* _Was verlangt wird_
Skaliere den Abschnitt, der mit der Zeile mit "Place a marker on the blue throw" beginnt und mit der Zeile mit "Place a marker on the white ceiling" endet, beide Zeilen eingeschlossen. Gib alle seine Zeilen wieder, multipliziere dabei jede Koordinate in den Antworten mit 0,75, runde auf ganze Zahlen mit Aufrunden bei Hälften und lass alles andere unverändert.

* _Vorliegende Daten_
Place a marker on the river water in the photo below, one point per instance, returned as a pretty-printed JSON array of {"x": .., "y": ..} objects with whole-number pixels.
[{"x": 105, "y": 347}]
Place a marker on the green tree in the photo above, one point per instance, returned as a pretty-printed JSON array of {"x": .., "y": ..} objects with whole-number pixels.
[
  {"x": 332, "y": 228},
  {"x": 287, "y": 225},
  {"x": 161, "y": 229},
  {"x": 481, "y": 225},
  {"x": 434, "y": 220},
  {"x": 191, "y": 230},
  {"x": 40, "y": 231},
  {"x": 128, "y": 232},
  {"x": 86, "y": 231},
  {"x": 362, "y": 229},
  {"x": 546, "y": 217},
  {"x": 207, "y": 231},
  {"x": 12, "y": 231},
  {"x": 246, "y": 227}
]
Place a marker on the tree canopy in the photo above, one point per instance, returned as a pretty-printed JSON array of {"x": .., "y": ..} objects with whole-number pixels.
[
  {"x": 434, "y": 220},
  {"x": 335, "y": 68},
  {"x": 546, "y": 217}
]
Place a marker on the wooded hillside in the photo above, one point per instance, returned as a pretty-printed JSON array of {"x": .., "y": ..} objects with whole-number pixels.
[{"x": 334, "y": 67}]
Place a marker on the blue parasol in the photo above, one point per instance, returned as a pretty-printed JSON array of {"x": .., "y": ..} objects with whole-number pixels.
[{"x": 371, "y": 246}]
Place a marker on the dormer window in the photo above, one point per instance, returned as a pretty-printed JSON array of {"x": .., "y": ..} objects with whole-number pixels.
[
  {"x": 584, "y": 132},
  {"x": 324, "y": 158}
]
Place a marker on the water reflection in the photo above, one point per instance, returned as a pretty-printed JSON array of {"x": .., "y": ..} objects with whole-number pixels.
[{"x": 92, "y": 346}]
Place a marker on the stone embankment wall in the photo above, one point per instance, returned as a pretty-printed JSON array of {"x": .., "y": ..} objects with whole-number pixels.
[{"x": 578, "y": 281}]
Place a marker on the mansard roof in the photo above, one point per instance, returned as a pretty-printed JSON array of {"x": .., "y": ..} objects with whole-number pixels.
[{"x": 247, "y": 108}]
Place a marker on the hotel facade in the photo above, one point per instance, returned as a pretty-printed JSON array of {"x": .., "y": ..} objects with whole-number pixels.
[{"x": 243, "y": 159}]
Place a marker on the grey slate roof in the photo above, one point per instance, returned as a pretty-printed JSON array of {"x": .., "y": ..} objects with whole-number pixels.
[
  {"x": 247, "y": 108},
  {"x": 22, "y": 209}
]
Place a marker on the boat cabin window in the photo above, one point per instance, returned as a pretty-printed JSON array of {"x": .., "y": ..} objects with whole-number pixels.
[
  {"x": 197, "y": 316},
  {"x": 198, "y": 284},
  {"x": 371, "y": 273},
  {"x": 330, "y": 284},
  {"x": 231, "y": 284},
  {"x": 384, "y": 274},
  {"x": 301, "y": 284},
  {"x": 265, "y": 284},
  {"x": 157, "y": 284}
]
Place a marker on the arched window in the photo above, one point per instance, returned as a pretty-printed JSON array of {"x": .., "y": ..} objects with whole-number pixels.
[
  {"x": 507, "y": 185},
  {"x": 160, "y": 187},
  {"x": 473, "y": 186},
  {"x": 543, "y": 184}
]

---

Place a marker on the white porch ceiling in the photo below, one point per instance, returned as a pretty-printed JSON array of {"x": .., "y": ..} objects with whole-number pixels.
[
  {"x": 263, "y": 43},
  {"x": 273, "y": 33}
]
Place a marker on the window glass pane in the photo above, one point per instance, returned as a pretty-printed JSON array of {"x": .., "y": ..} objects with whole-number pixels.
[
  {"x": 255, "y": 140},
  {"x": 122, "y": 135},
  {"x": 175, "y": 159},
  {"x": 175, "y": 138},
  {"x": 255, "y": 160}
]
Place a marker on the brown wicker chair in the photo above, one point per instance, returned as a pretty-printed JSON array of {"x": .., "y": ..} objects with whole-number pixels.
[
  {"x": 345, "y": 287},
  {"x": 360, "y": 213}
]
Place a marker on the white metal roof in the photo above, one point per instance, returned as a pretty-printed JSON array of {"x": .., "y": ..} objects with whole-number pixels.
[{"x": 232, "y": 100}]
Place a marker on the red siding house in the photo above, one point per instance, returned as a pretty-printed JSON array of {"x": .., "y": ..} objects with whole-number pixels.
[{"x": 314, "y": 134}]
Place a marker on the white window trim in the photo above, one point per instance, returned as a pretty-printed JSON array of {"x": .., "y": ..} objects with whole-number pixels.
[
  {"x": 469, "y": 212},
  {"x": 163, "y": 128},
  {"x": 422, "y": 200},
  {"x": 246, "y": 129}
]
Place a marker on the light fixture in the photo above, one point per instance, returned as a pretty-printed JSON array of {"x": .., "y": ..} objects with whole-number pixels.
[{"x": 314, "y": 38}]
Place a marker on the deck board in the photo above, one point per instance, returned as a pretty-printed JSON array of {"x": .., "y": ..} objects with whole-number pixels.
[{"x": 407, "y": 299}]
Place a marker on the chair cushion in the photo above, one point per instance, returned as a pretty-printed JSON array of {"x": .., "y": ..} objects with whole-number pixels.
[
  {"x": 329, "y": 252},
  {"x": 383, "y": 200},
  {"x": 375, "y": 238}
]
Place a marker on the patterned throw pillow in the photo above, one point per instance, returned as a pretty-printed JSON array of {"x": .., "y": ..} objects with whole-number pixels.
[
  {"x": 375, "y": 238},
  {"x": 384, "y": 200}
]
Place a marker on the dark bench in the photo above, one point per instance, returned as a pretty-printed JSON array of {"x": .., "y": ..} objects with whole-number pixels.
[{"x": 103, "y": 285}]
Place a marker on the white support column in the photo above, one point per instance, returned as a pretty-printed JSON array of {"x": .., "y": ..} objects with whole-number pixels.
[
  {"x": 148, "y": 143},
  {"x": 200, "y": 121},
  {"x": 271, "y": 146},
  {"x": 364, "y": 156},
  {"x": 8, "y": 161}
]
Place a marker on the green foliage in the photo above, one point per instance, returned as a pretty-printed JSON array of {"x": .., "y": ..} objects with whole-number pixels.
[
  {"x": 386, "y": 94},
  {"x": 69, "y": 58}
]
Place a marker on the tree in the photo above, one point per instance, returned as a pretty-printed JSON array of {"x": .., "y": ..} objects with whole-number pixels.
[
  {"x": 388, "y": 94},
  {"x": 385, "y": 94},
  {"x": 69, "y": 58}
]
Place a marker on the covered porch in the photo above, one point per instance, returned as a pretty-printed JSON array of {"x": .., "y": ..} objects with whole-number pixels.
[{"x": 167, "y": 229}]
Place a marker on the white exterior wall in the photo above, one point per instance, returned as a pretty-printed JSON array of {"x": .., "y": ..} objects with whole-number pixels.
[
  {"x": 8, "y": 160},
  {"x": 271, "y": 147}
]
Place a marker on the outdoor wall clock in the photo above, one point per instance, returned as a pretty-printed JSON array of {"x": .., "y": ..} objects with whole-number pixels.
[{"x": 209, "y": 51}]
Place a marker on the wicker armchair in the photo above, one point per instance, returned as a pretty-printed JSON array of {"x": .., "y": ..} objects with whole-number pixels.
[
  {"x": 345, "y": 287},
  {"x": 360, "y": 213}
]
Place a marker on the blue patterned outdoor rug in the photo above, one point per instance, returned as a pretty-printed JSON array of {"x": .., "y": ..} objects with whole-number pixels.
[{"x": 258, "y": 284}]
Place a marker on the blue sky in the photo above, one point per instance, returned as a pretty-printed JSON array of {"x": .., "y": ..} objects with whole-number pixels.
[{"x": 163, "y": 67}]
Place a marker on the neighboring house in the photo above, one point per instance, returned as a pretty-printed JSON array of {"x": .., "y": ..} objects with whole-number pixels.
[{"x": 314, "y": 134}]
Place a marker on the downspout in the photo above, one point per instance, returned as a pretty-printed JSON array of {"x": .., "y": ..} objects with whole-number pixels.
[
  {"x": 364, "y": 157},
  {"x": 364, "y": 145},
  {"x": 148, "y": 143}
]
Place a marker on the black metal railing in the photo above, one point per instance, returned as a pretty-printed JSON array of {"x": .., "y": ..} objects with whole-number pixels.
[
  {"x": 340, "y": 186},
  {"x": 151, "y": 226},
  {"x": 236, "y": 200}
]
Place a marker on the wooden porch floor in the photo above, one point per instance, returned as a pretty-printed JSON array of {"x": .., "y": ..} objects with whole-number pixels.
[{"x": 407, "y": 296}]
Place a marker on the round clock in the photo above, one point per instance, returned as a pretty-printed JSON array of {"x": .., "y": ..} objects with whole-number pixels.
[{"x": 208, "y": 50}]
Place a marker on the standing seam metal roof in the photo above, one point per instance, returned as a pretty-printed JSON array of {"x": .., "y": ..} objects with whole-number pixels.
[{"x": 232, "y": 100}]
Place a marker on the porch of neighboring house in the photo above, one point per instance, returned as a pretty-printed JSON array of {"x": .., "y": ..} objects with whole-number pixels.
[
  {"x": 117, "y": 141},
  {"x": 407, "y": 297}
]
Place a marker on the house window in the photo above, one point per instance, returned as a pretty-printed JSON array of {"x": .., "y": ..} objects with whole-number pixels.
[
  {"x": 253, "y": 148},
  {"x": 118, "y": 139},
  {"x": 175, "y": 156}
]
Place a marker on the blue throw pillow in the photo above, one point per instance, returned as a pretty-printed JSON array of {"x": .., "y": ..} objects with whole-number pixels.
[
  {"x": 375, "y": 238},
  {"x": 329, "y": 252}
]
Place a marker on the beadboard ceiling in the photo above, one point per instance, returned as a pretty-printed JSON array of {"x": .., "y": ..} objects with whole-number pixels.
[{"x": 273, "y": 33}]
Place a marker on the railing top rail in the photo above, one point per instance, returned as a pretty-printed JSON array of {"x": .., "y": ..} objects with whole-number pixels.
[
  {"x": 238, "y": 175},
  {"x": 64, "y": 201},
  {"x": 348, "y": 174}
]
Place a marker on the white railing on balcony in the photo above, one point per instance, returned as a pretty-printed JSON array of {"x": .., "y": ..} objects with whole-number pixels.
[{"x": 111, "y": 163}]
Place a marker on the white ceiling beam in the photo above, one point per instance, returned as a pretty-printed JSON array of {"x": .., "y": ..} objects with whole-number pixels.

* _Ergebnis_
Place a marker on the blue throw pillow in the photo above, one point per instance, returned as a pretty-printed JSON array of {"x": .., "y": ..} objects with whole-number pixels.
[
  {"x": 281, "y": 179},
  {"x": 247, "y": 189}
]
Place a marker on the beadboard ceiling in the photo above, one point per instance, returned as a pretty-printed JSON array of {"x": .., "y": ..} objects with whole-number pixels.
[{"x": 205, "y": 25}]
Place a marker on the railing top rail in the photo above, one point per instance, returned as a pretty-printed JSON array of {"x": .., "y": ..} objects with whole-number pixels.
[
  {"x": 179, "y": 131},
  {"x": 48, "y": 151},
  {"x": 261, "y": 131}
]
Place a marker on the white railing on balcony in the photo above, one point per instance, returned as a pretty-printed JSON array of {"x": .., "y": ..} objects with whole-number pixels.
[{"x": 83, "y": 122}]
Place a marker on the white ceiling beam in the photo above, one point per instance, returned as a pretty-printed JSON array of {"x": .., "y": ..} objects with whole-number pixels.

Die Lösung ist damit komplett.